*DATA EXCERPTS:*

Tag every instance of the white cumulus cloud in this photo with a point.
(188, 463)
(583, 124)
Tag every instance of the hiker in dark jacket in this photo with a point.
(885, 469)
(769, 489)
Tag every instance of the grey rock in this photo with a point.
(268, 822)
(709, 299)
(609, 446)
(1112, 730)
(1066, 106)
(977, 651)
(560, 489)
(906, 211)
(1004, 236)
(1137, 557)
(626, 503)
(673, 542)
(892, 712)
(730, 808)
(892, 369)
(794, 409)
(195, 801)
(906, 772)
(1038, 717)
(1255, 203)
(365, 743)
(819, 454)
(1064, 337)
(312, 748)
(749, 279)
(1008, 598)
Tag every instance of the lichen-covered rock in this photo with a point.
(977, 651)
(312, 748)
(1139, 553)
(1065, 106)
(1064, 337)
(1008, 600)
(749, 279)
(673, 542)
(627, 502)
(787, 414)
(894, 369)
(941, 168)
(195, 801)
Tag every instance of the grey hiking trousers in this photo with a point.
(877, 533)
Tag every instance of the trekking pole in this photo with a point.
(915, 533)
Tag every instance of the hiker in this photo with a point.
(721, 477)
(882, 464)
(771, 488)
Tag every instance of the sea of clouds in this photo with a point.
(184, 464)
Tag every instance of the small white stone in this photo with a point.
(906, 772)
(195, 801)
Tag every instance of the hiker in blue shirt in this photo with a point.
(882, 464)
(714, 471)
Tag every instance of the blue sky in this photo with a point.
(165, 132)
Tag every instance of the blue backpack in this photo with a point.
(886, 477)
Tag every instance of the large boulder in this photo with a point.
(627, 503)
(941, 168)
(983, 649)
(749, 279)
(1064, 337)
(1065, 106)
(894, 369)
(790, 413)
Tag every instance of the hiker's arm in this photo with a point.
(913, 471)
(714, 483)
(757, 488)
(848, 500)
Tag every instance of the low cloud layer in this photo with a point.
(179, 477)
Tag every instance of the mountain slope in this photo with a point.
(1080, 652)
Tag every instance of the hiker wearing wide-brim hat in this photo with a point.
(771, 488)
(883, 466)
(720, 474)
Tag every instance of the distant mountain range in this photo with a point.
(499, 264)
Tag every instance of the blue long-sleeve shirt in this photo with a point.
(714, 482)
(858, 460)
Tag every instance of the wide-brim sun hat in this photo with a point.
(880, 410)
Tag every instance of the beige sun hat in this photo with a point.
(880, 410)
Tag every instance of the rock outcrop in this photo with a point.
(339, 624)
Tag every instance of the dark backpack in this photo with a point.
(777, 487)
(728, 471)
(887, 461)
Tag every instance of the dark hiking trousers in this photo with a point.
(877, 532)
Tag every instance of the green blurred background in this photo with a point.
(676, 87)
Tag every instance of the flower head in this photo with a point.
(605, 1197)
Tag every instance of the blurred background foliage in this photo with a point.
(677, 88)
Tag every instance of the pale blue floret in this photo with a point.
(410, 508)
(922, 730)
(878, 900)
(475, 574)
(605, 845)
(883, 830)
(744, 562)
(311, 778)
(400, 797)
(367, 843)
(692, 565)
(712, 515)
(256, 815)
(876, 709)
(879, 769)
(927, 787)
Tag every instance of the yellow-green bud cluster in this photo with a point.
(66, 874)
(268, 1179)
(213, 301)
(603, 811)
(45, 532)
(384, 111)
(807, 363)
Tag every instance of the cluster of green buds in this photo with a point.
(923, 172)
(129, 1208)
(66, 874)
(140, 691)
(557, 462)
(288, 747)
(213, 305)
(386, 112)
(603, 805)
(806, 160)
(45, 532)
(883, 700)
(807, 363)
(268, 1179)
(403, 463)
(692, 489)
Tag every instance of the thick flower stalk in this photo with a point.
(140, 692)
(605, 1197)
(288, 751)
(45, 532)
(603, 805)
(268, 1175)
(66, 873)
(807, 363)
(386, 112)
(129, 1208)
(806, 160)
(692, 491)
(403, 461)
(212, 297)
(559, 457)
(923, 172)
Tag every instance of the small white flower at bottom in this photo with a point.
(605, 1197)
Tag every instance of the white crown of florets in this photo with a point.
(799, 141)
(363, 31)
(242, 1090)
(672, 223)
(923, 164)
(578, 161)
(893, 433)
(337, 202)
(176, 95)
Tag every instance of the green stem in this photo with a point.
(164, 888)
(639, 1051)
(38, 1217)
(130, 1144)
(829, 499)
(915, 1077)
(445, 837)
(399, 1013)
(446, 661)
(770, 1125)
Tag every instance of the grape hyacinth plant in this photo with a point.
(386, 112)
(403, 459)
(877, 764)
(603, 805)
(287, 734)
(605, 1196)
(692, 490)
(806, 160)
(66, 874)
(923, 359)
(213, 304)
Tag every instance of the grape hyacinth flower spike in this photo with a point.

*YOUR TASK:* Write out all the items above again, swapping "Tag" for "Mark" wherever it occurs and keeping everything else the same.

*CORRECT RESULT:*
Mark every instance of the white cumulus cloud in this photo with a point.
(188, 463)
(583, 124)
Mark every instance of the hiker in dark jacket in this photo with a point.
(885, 469)
(769, 489)
Mark every instance of the grey rock in this photo with a point.
(268, 822)
(709, 299)
(609, 446)
(1112, 730)
(1066, 106)
(977, 651)
(560, 489)
(906, 211)
(1004, 236)
(1137, 557)
(626, 503)
(673, 542)
(892, 712)
(730, 808)
(892, 369)
(794, 409)
(195, 801)
(906, 772)
(1038, 717)
(1255, 203)
(365, 743)
(819, 454)
(1064, 337)
(312, 748)
(749, 279)
(1008, 598)
Mark every instance of the lichen-covered rock in this photo with a point.
(977, 651)
(312, 748)
(1139, 553)
(1065, 106)
(1064, 337)
(1008, 600)
(749, 279)
(673, 542)
(627, 502)
(787, 414)
(894, 369)
(941, 168)
(195, 801)
Mark every instance of the grey hiking trousers in this photo with a point.
(877, 533)
Mark every instance of the trekking pole in this photo with a point.
(915, 533)
Mark every instance of the hiker in this photo with a point.
(721, 477)
(882, 464)
(771, 488)
Mark every instance of the sea of clouds in this photo with a point.
(184, 464)
Mark every instance of the small white stone in this photo with a point.
(906, 772)
(195, 801)
Mark every instance of the hiker in blue shirt in this photo with a point.
(882, 464)
(714, 471)
Mark every instance of the blue sky in this photo with a point.
(165, 132)
Mark every instance of the blue backpack in this photo with a point.
(886, 477)
Mark every instance of the large boulder in this photo with a point.
(627, 503)
(941, 168)
(983, 649)
(749, 279)
(1064, 337)
(1065, 106)
(894, 369)
(790, 413)
Mark every instance of the hiker's arm in this photo with a point.
(913, 471)
(714, 483)
(757, 488)
(848, 500)
Mark every instance of the low cloud layer in this photo with a point.
(179, 477)
Mark every instance of the mountain slope in this photo with a point.
(1080, 652)
Mark every instance of the hiker wearing wide-brim hat in this photo with a point.
(771, 488)
(883, 466)
(720, 474)
Mark every instance of the distant mountain range in this photo with a point.
(499, 264)
Mark every instance of the blue long-sleeve shirt in this photo with a point.
(714, 482)
(858, 460)
Mark every instance of the wide-brim sun hat in this photo with a point.
(880, 410)
Mark every instance of the beige sun hat in this photo with a point.
(880, 410)
Mark every instance of the rock outcrop in this photo with a point.
(339, 624)
Mark every instance of the dark backpack in this photo with a point.
(777, 487)
(728, 471)
(887, 461)
Mark every instance of the dark hiking trousers in this photo with a point.
(877, 532)
Mark every instance of the green blurred background in this photo with a point.
(676, 87)
Mark every instance of the flower head in this photo with a point.
(605, 1197)
Mark every instance of the blurred background foliage in this photo with a point.
(677, 88)
Mark every instance of the pale blue floret in this photo with a point.
(410, 508)
(922, 730)
(878, 900)
(475, 574)
(605, 845)
(883, 830)
(744, 562)
(311, 778)
(400, 797)
(367, 843)
(692, 565)
(712, 515)
(256, 815)
(876, 709)
(879, 769)
(927, 787)
Mark every instance of the yellow-green bud cluster in this photo with a point.
(66, 874)
(268, 1179)
(213, 301)
(603, 811)
(45, 532)
(384, 111)
(807, 363)
Mark every instance of the cluster of green buds in this photo with a point.
(923, 172)
(129, 1208)
(66, 874)
(140, 691)
(557, 462)
(288, 747)
(213, 305)
(386, 112)
(603, 805)
(806, 160)
(45, 532)
(883, 700)
(807, 363)
(268, 1179)
(403, 463)
(692, 489)
Mark every instance of the thick flower stalk in this photo with a point.
(140, 692)
(605, 1197)
(288, 751)
(45, 532)
(603, 805)
(268, 1175)
(66, 873)
(807, 363)
(386, 112)
(129, 1208)
(806, 160)
(692, 491)
(403, 461)
(212, 297)
(559, 457)
(923, 172)
Mark every instance of the small white flower at bottom in this photo with a point.
(605, 1197)
Mark every instance of the white crown of florets in this photo with a point.
(799, 141)
(363, 31)
(242, 1090)
(672, 223)
(923, 164)
(578, 161)
(893, 433)
(337, 202)
(176, 95)
Mark every instance of the green stem in this photo with a point.
(164, 888)
(639, 1051)
(38, 1217)
(130, 1144)
(829, 499)
(915, 1077)
(445, 837)
(399, 1013)
(446, 661)
(770, 1125)
Mark every instance of the grape hyacinth plant in this photo with a point.
(386, 112)
(403, 459)
(877, 764)
(603, 805)
(287, 734)
(605, 1196)
(692, 490)
(806, 160)
(66, 874)
(923, 359)
(213, 304)
Mark every instance of the grape hyacinth flower spike in this photo with a point.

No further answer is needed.